◆ Provided passage ◆
+---+

Dr Claire Spottiswoode

Tel: +44 (0) 1223 768 946
Fax: +44 (0) 1223 336 676
Email: cns26 at cam.ac.uk

Position held: Royal Society Dorothy Hodgkin Research Fellow
Raymond & Beverly Sackler Senior Research Fellow, Magdalene College

Research
 

I'm an evolutionary ecologist working particularly on Afrotropical birds. My research currently focuses particularly on coevolution between brood parasitic birds and their hosts, but I am also interested in and have worked on life history evolution, sexual selection, bird migration, and conservation.

My work is funded by a Royal Society Dorothy Hodgkin Research Fellowship, the DST/NRF Centre of Excellence at the Percy FitzPatrick Institute of African Ornithology at the University of Cape Town, South Africa (where I am a Research Associate) and a L'Oréal-UNESCO For Women in Science Fellowship. From 2013 to 2018, I'll be supported by a BBSRC David Phillips Fellowship.

Prospective students interested in host-parasite coevolution or any of the other fields below are very welcome to contact me. Please also visit our group Opportunities page for more information on funding possibilities for graduate students and post-docs.

 
 
 

HOST-PARASITE COEVOLUTION

At a study site in the Choma District of southern Zambia, I study coevolutionary interactions between three independently evolved brood parasitic species, the Cuckoo Finch Anomalospiza imberbis, Greater Honeyguide Indicator indicator and African Cuckoo Cuculus gularis, and their respective hosts. These are ongoing field projects involving a range of coevolutionary questions, but focussing particularly on coevolutionary arms races in egg appearance between hosts and parasites that mimic their eggs, and the evolution of host-specificity within parasitic species that exploit multiple hosts species

Cuckoo Finches:
Cuckoo Finches parasitise a range of warbler (Prinia and Cisticola) species, some of which have extraordinarily variable eggs between females of the same species, which have in turn been mimicked by their parasite (right). The extreme variation in appearance of host eggs (egg 'signatures') seems to make them more difficult to forge by parasites: complex egg appearance seems to foil mimicry just as the complex watermarks on banknotes deter forgers. Together with Martin Stevens, I am investigating how coevolution between host and parasite has been shaped by visual perception. By means of field experiments and visual modelling to quantify egg appearance through a birds' eye, we have found that hosts use several different aspects of egg colour and pattern as cues of parasitism, and that these are precisely those egg traits that reveal the most reliable information about whether an egg is likely to be parasitic (see 27). We have also found that coevolution can take divergent trajectories in different hosts: two different defence strategies (egg signatures and improved visual discrimination) are equally effective as host defences (see 31). Some of these research questions were recently discussed in an interview published in The Observer.

+---+

◆ Task details ◆
From the research profile, please list the brood parasitic species studied at the Zambian site, with their scientific names. You won't need the items that come after this profile.

(Entries drawn from a collection)
+---+

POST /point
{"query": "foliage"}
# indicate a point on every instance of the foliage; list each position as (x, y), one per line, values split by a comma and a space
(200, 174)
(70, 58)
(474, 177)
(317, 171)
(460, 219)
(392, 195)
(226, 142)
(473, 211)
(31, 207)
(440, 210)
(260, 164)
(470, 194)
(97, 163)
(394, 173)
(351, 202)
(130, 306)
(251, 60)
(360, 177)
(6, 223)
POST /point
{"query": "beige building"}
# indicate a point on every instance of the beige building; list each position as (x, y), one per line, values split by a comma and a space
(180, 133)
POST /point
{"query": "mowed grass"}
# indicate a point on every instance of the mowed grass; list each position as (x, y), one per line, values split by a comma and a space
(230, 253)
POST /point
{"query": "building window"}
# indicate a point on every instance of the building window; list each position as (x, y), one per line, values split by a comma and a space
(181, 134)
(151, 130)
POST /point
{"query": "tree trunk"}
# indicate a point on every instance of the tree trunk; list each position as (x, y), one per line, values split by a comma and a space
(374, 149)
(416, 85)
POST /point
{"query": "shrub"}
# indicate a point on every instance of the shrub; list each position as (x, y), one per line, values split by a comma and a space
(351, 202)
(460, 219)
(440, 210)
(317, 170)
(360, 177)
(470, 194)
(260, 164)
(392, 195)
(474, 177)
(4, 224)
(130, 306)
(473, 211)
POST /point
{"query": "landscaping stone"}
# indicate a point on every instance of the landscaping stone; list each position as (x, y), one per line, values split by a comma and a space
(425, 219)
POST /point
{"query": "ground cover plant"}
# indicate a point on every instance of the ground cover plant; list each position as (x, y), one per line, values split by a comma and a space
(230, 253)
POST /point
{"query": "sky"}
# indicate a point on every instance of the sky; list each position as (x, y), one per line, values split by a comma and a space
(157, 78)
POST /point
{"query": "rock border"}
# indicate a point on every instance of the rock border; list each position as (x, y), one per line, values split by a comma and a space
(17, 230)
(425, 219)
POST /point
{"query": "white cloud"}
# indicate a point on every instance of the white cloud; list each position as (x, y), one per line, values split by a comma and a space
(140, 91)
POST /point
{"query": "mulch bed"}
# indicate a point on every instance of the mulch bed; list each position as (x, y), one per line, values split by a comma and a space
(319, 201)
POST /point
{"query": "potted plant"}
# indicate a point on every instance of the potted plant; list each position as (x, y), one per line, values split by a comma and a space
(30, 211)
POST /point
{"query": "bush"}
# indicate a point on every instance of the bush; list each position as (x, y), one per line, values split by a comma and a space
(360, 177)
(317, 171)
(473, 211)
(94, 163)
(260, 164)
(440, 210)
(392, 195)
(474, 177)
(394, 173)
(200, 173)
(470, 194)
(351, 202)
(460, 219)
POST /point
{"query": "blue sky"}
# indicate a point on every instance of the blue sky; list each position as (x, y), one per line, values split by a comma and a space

+---+

◆ Response for this exercise ◆
- Cuckoo Finch (Anomalospiza imberbis)
- Greater Honeyguide (Indicator indicator)
- African Cuckoo (Cuculus gularis)